§ YOUR INSTRUCTIONS
Starting with the first line and ending with the last, transcribe the data exactly.

Collected data entries:
<<<<

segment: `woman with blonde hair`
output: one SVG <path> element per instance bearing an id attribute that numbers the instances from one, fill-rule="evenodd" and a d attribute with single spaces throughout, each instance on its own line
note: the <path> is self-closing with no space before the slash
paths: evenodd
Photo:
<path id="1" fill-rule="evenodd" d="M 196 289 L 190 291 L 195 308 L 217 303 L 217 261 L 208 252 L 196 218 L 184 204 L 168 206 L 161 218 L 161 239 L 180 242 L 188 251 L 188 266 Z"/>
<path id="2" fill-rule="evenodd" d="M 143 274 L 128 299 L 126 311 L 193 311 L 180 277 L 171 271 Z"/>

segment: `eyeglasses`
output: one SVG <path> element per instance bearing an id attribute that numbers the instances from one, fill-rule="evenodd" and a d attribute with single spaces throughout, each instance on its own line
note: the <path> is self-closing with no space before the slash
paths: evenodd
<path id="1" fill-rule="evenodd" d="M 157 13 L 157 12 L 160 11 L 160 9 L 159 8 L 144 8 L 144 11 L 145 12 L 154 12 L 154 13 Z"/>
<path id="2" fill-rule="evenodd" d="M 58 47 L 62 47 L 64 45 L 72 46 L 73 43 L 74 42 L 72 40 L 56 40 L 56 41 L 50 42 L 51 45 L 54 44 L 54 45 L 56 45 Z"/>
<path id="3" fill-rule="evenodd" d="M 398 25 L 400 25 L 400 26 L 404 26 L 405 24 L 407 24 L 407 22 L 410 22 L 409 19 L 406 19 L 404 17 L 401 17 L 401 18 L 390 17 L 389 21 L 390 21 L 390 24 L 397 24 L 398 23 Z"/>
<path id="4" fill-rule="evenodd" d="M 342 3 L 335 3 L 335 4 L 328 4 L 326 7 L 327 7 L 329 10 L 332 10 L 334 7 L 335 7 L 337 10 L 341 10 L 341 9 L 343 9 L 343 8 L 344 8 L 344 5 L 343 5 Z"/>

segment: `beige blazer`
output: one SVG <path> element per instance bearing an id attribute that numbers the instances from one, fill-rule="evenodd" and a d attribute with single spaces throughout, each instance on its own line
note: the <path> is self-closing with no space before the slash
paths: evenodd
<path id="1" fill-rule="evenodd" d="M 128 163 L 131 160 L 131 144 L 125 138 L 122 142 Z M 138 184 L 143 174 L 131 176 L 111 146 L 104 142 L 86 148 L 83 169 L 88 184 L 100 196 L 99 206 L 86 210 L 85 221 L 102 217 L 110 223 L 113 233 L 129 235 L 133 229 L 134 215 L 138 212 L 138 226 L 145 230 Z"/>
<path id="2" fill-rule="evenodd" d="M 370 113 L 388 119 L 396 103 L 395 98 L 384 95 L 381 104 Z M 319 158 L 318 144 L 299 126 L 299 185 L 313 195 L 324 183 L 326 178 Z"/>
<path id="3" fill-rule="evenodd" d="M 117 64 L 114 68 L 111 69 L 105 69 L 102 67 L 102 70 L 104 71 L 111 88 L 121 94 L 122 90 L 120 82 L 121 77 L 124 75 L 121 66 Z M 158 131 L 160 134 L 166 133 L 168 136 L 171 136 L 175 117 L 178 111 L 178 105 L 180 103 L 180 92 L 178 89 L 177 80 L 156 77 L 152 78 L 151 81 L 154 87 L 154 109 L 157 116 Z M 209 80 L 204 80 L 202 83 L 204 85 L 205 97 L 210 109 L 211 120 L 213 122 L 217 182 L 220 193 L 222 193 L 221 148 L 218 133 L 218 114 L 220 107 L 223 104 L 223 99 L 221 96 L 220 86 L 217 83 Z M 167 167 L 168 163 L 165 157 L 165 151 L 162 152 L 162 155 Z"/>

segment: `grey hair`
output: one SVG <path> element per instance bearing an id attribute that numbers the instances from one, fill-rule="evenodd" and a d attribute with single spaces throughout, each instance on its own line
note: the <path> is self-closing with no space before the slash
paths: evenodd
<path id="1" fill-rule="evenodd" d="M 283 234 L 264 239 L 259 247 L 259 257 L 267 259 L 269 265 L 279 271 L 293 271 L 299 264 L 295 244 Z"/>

>>>>

§ FINAL ANSWER
segment: `woman with blonde hair`
output: one SVG <path> element per instance bearing an id attribute that numbers the instances from one, fill-rule="evenodd" and a d attribute with single spaces throughout, each instance on its own line
note: the <path> is self-closing with no space before the slash
paths: evenodd
Photo:
<path id="1" fill-rule="evenodd" d="M 196 289 L 190 291 L 195 308 L 217 303 L 217 261 L 208 252 L 196 218 L 184 204 L 168 206 L 161 218 L 161 239 L 180 242 L 188 251 L 188 266 Z"/>
<path id="2" fill-rule="evenodd" d="M 143 274 L 128 299 L 126 311 L 193 311 L 180 277 L 171 271 Z"/>

segment: `eyeglasses`
output: one SVG <path> element per instance bearing an id attribute that numbers the instances from one, fill-rule="evenodd" and a d attribute with single spaces throughout, each instance on its own line
note: the <path> is self-closing with no space before the slash
paths: evenodd
<path id="1" fill-rule="evenodd" d="M 157 13 L 157 12 L 160 11 L 160 9 L 159 8 L 144 8 L 144 11 L 145 12 L 154 12 L 154 13 Z"/>
<path id="2" fill-rule="evenodd" d="M 58 47 L 62 47 L 64 45 L 72 46 L 73 43 L 74 42 L 72 40 L 56 40 L 56 41 L 50 42 L 51 45 L 54 44 L 54 45 L 56 45 Z"/>
<path id="3" fill-rule="evenodd" d="M 398 25 L 400 25 L 400 26 L 404 26 L 405 24 L 407 24 L 407 22 L 410 22 L 409 19 L 406 19 L 404 17 L 401 17 L 401 18 L 390 17 L 389 21 L 390 21 L 390 24 L 397 24 L 398 23 Z"/>
<path id="4" fill-rule="evenodd" d="M 342 3 L 335 3 L 335 4 L 328 4 L 326 7 L 327 7 L 329 10 L 332 10 L 334 7 L 335 7 L 337 10 L 341 10 L 341 9 L 343 9 L 343 8 L 344 8 L 344 5 L 343 5 Z"/>

segment: `beige blazer`
output: one SVG <path> element per instance bearing an id attribute that numbers the instances from one, fill-rule="evenodd" and a d attribute with single spaces throughout, each instance on its own line
note: the <path> is self-closing with no space before the slash
paths: evenodd
<path id="1" fill-rule="evenodd" d="M 128 163 L 131 160 L 131 144 L 125 138 L 122 142 Z M 138 184 L 143 174 L 131 176 L 111 146 L 104 142 L 86 148 L 83 169 L 88 184 L 100 196 L 99 206 L 86 210 L 85 221 L 102 217 L 110 223 L 113 233 L 129 235 L 133 229 L 134 215 L 138 212 L 138 226 L 145 230 Z"/>
<path id="2" fill-rule="evenodd" d="M 370 113 L 388 119 L 396 103 L 395 98 L 384 95 L 381 104 Z M 319 158 L 318 144 L 299 126 L 299 185 L 313 195 L 324 183 L 326 178 Z"/>
<path id="3" fill-rule="evenodd" d="M 117 64 L 114 68 L 111 69 L 105 69 L 102 67 L 102 70 L 104 71 L 111 88 L 121 94 L 122 90 L 120 82 L 121 77 L 124 75 L 121 66 Z M 158 131 L 160 134 L 166 133 L 168 136 L 171 136 L 175 117 L 178 111 L 178 105 L 180 103 L 180 92 L 178 89 L 177 80 L 156 77 L 152 78 L 151 81 L 154 87 L 154 109 L 157 116 Z M 209 80 L 204 80 L 202 83 L 204 85 L 205 97 L 210 109 L 211 120 L 213 122 L 217 182 L 220 193 L 222 193 L 221 148 L 218 133 L 218 114 L 220 107 L 223 104 L 223 99 L 221 96 L 220 86 L 217 83 Z M 167 167 L 168 163 L 165 157 L 165 151 L 162 152 L 162 155 Z"/>

segment: `grey hair`
output: one SVG <path> element per instance bearing an id attribute that numbers the instances from one, fill-rule="evenodd" and a d attribute with single spaces throughout, each instance on its own line
note: the <path> is self-closing with no space before the slash
paths: evenodd
<path id="1" fill-rule="evenodd" d="M 283 234 L 264 239 L 259 247 L 259 257 L 267 259 L 269 265 L 279 271 L 293 271 L 299 264 L 295 244 Z"/>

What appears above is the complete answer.